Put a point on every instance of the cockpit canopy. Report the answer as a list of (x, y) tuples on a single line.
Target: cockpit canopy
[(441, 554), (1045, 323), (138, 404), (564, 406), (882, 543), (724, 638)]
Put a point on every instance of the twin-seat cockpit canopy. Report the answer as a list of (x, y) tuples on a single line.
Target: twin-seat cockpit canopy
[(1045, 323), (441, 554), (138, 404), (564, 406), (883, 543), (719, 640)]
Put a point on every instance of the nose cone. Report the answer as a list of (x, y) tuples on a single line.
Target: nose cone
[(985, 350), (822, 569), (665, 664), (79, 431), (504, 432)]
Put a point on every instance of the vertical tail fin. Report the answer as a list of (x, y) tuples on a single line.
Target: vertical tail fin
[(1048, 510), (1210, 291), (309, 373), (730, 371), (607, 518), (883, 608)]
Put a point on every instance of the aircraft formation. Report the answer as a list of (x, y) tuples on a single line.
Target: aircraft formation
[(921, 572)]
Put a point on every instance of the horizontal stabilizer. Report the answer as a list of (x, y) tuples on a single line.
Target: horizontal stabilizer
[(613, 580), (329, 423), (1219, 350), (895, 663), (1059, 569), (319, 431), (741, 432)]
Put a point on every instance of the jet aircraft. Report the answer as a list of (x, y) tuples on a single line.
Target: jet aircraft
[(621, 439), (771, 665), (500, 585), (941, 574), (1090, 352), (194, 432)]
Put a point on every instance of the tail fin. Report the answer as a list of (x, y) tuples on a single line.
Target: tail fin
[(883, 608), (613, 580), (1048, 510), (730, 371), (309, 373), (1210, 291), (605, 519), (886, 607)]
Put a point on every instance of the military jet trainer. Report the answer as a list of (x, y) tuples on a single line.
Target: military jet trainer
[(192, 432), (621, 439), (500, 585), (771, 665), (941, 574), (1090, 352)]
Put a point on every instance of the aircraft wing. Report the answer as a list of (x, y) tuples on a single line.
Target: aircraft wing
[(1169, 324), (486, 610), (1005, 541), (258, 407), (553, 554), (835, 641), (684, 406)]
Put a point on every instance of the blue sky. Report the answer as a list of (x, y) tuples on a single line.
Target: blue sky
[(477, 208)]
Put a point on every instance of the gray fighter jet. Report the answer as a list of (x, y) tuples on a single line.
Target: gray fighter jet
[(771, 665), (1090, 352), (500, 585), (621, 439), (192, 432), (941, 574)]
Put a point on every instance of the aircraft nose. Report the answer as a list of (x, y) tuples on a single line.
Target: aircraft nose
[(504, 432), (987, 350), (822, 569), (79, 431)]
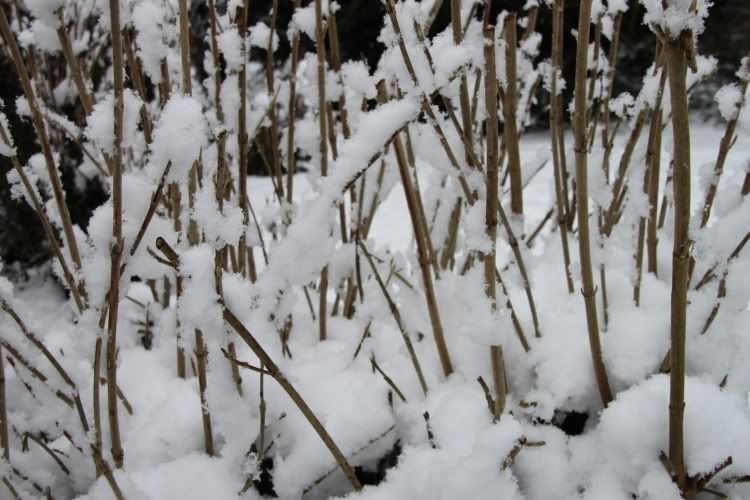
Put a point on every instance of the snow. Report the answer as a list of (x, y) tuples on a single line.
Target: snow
[(230, 46), (45, 11), (100, 124), (729, 98), (261, 35), (678, 15), (147, 19), (179, 136), (438, 443)]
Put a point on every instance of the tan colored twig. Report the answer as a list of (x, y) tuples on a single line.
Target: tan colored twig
[(584, 241)]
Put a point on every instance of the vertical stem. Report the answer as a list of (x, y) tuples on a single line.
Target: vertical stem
[(242, 251), (4, 442), (467, 125), (653, 199), (290, 147), (653, 155), (584, 240), (724, 147), (272, 109), (321, 54), (677, 67), (561, 187), (41, 131), (116, 250), (490, 97), (422, 251), (510, 105), (193, 235)]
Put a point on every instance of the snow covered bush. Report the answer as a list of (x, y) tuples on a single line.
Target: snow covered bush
[(393, 311)]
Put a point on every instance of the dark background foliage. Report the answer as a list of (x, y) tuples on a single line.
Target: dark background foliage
[(23, 244)]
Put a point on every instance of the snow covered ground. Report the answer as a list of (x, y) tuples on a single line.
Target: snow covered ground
[(446, 444)]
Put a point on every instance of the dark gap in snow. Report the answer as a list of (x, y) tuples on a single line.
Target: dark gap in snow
[(264, 483), (370, 476), (571, 423)]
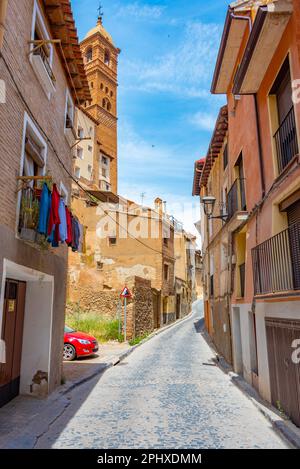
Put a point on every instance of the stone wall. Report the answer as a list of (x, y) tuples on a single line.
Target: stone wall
[(140, 308), (104, 303)]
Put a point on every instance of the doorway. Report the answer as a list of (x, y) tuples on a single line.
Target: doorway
[(12, 335), (237, 341)]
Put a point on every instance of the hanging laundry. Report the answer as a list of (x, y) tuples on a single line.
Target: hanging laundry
[(45, 205), (54, 219), (80, 245), (69, 227), (75, 234), (63, 234)]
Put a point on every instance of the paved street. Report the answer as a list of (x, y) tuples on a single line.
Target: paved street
[(163, 395)]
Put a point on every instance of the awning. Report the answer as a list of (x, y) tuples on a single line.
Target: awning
[(270, 23)]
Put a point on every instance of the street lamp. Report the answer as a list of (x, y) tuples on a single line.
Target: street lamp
[(209, 202)]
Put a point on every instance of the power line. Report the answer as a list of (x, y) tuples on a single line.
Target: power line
[(59, 159)]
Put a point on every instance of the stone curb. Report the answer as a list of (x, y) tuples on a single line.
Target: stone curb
[(281, 424)]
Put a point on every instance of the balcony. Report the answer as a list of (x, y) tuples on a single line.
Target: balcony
[(286, 141), (276, 263), (42, 67)]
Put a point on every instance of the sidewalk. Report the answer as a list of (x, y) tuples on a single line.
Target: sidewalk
[(280, 422)]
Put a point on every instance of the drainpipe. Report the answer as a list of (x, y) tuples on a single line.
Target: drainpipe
[(245, 18), (3, 7), (260, 152)]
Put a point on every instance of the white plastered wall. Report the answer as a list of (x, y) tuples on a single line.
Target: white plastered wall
[(37, 332)]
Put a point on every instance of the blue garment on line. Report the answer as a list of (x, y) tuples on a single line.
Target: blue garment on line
[(63, 231), (45, 204)]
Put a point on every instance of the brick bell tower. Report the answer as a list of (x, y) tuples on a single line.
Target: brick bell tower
[(101, 64)]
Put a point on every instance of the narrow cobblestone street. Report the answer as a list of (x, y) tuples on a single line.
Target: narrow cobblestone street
[(167, 394)]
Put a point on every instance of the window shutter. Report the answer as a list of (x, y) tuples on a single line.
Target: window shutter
[(34, 151)]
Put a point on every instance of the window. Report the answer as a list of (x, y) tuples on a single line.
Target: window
[(166, 272), (33, 163), (41, 56), (80, 133), (106, 104), (77, 172), (80, 153), (107, 57), (89, 55), (69, 113), (283, 118)]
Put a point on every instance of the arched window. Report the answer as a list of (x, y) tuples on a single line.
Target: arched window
[(89, 55), (106, 57)]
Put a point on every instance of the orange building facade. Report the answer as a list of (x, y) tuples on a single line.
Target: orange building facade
[(257, 172)]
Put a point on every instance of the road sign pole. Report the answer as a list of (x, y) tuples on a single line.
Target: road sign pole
[(125, 318)]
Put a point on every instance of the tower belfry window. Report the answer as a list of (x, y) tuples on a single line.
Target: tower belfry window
[(106, 57), (89, 55)]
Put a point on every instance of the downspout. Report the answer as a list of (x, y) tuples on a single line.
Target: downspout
[(3, 8), (260, 152), (245, 18)]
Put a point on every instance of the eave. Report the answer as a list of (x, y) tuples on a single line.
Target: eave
[(270, 23), (216, 144), (61, 21), (233, 34)]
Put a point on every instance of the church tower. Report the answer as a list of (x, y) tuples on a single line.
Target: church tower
[(101, 64)]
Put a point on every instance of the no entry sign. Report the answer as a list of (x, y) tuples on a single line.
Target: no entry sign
[(126, 293)]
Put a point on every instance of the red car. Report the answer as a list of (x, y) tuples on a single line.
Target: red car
[(78, 344)]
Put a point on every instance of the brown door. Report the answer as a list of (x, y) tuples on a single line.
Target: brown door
[(284, 373), (12, 334), (293, 213), (178, 306)]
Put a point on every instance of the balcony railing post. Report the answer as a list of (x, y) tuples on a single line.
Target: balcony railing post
[(286, 141)]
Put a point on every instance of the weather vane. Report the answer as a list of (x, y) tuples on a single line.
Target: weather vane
[(100, 11)]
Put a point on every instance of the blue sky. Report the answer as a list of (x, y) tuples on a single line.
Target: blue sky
[(166, 113)]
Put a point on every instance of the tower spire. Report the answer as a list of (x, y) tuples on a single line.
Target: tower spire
[(100, 13)]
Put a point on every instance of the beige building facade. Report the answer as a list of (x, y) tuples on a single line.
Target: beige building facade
[(36, 124)]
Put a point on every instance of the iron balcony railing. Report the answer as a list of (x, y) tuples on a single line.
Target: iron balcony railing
[(236, 198), (286, 141), (276, 263), (40, 51)]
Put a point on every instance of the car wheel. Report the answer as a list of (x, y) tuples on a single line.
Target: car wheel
[(69, 352)]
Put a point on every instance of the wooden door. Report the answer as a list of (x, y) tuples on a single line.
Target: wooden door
[(284, 374), (293, 213), (12, 334)]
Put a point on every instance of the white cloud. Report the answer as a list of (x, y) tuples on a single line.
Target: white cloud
[(146, 157), (203, 121), (141, 11), (185, 70)]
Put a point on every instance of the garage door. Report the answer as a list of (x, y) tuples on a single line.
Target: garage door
[(284, 374)]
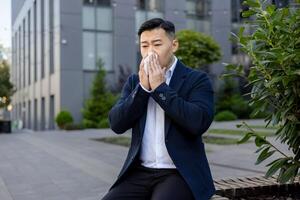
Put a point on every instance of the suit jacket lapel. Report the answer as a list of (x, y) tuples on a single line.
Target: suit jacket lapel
[(176, 82)]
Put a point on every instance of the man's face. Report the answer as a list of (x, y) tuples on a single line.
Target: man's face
[(159, 42)]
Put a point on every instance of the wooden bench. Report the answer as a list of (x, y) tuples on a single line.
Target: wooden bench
[(238, 187)]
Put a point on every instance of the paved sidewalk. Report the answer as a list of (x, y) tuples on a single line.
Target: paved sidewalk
[(59, 165)]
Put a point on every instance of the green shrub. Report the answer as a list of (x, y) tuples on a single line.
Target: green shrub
[(229, 98), (274, 47), (225, 115), (197, 49), (63, 117)]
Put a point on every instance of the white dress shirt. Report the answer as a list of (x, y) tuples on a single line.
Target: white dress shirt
[(154, 153)]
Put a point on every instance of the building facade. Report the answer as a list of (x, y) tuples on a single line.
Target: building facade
[(56, 45)]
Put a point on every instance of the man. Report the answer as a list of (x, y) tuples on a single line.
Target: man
[(168, 106)]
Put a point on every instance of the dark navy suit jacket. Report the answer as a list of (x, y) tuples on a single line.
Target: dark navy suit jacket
[(189, 106)]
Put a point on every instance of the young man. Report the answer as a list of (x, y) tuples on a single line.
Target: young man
[(168, 106)]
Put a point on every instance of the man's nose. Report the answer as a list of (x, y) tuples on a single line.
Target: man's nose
[(151, 50)]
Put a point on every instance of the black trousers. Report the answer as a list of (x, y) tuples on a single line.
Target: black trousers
[(143, 183)]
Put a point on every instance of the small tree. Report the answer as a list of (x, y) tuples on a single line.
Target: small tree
[(63, 118), (196, 49), (95, 112), (274, 48), (6, 87)]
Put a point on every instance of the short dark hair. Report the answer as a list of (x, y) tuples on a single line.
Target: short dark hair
[(158, 23)]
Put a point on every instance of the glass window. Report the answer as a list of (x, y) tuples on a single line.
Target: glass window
[(88, 50), (141, 4), (155, 5), (140, 17), (196, 7), (88, 15), (89, 2), (103, 2), (104, 49), (104, 18)]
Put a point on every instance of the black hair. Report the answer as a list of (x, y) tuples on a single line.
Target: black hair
[(158, 23)]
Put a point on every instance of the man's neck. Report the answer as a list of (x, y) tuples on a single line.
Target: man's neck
[(171, 62)]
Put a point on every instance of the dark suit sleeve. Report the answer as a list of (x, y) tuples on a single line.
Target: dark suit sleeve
[(129, 108), (194, 112)]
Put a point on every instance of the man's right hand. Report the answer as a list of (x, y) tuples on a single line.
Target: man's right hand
[(144, 78)]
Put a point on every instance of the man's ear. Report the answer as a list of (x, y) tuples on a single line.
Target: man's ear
[(175, 45)]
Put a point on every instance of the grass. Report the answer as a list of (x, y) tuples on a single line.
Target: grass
[(238, 132), (125, 141)]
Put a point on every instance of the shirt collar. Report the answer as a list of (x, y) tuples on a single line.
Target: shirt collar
[(170, 70)]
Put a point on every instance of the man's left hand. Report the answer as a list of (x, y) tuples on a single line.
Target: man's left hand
[(156, 73)]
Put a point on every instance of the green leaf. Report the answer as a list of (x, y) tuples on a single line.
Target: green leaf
[(297, 72), (264, 155), (252, 3), (245, 138), (288, 174), (275, 166), (259, 141)]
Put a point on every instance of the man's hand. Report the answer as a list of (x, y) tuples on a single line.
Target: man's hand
[(144, 78), (156, 73)]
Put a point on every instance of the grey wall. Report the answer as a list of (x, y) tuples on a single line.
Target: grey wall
[(124, 37), (16, 6), (220, 30), (174, 12), (71, 74)]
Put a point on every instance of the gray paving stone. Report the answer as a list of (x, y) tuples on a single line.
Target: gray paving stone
[(60, 165)]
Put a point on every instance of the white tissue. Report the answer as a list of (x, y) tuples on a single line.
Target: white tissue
[(146, 62)]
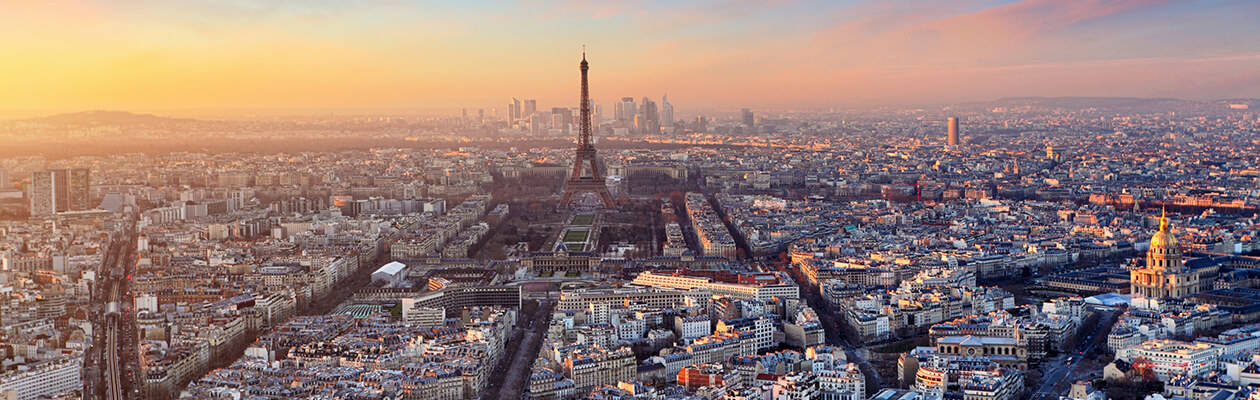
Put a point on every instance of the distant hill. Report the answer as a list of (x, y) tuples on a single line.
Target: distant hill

* TASK STATEMENT: All that is wanted is the lines above between the one containing "Put a point on every instance of the garage" and the one containing "Put a point on every instance of the green shrub.", inclusive, restated word for word, with pictures omitted.

* ANSWER AREA:
Put a point on every instance of the garage door. Report the answer as a list of (x, y) tuples on a single line.
Target: garage door
[(284, 374)]
Put a point on every instance of the suit jacket lapel. Report the answer as a list of (x, y) tuples on a single line.
Target: suit jacket lapel
[(176, 82)]
Put a point on every instance of the man's face. Report the answer as a list of (x, y) tuples on a single line.
Target: man's face
[(159, 42)]
Put a point on every instance of the wooden bench. Report the answer as a list of (x, y) tuples on a single line.
Target: wooden bench
[(238, 187)]
Put a point on every instance of the paved sidewalk. Report the answer as a list of (x, y) tuples on a single line.
Target: paved sidewalk
[(59, 165)]
Put a point on every instance of the green shrub. Report the answer as a list of (x, y) tuples on a single line.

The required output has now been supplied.